**Given task 1**
In the data entries, switch "thickest" to "widest" in the lines from the one containing "point: chipmunk's chest" through the one containing "column 236, row 249", inclusive, and leave everything else unchanged.

And it's true -- over the summer I made New York my home. After nearly every full day of work at my internship's midtown office, I took the F train back to my Lower East Side dorm room, charging my phone and reapplying my lipstick before walking to my street of NoLita restaurants. I read New York newspapers and New York magazines, watched New York movies and imagined myself as every New York woman I'd grown up wanting to be some variation of -- from Jenna Lyons, Tina Fey, and the nameless legions of super chic women of the Hearst building whose heels click-clacked across the tile floors, to Carrie Bradshaw and the Sally Harry met in Rob Reiner's seminal romantic comedy.

But in Boston I'm an interloper, foreign in the same way so many of us are to the cities and towns we go to school in. I don't digest and internalize the news of this city in the same way I have with my hometown. I don't identify with its accents or recall its landmarks so quickly. I'm surrounded by students that have lived, studied, and pulled all-nighters in buildings situated directly across the street from the Boston Common, but whose diction reveals how new they are to the area when they erroneously describe spending a day sunbathing "in" the Common as opposed to "on" it.

I'm not trying to be persnickety -- there's more to living in this (or any other) city than being able to know and use the correct subject verb agreement that applies its most famous park. But I do think that Medford resident Kim Costa -- who made headlines when she ranted about college students in Boston being "posers" and "interlopers" in a video posted to YouTube last month--had a point. As college students, we are but visitors to an often-foreign land.

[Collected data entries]
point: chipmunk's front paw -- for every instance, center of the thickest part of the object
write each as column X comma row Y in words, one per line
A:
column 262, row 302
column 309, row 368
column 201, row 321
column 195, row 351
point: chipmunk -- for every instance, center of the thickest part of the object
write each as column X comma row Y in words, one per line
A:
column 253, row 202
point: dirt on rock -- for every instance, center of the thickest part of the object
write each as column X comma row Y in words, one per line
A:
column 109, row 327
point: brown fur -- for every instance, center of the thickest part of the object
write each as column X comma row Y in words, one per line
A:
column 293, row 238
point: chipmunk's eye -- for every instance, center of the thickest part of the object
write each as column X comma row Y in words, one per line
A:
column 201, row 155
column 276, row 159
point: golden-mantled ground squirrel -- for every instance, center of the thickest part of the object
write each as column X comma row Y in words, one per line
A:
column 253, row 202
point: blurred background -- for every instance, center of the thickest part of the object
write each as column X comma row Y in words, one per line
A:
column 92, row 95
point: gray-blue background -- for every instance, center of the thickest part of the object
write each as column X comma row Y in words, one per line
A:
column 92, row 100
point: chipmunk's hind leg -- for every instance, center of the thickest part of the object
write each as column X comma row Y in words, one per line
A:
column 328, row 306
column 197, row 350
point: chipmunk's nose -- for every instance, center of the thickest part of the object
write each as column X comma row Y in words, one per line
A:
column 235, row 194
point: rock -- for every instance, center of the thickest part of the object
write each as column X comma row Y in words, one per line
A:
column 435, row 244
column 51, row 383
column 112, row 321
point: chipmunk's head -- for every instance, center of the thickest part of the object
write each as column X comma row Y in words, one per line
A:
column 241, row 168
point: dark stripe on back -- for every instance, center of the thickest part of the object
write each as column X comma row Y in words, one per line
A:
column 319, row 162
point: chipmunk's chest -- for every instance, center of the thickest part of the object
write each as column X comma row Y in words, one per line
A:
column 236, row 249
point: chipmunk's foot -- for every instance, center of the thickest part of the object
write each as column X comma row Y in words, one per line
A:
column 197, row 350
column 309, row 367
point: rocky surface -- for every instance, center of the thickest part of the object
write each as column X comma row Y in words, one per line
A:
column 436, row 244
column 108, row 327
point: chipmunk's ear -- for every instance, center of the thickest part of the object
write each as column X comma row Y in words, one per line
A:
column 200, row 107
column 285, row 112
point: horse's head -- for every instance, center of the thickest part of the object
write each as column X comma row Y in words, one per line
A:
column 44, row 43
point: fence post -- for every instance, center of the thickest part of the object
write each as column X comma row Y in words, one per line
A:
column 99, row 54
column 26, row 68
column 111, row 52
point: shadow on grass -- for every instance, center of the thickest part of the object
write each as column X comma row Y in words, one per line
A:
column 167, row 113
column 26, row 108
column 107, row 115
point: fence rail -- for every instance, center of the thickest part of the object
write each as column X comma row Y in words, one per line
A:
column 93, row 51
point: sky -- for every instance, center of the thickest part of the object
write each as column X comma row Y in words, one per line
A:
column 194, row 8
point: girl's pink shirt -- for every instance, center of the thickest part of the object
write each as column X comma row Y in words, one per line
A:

**Given task 2**
Continue the essay about college students living in Boston from the point at which it ends.

**Exercise answer 1**
point: chipmunk's chest -- for every instance, center of the widest part of the object
write each as column X comma row Y in words, one per line
A:
column 236, row 249

**Exercise answer 2**
Whether they are desolate college towns or bustling metropolises, the cities and towns that serve as our college-town homes are only ours temporarily, a third place in between the cities with the homes we grew up in and the future meccas with the homes we'll build for ourselves. We are some sort of interloper, an earnest one, with a shiny MacBook and a mind open to experience, at once exploring, filming, studying, and partying in neighborhoods and communities that we have no right to, and might never return.

It's important to be aware of this distinct sort of privilege, especially as students descend on places and spaces to try and fail and hone their craft. No matter the tuition or the selectivity of the institution in question, the cities that house our schools' campuses open their streets to allow hoards of eager freshmen -- almost too ready to Google search until they settle on a favorite local burger joint or independent bookstore -- in. It's incumbent upon us to recognize what we are asking of these "training" communities that prepare us for the rest of our lives.

So Boston isn't New York, but it's time for me to realize that it doesn't have to be. As seemingly distant graduation dates (and impending moves to wherever we find jobs) loom closer on our generation's calendars, it's important to appreciate the glorious impermanence of our college homes.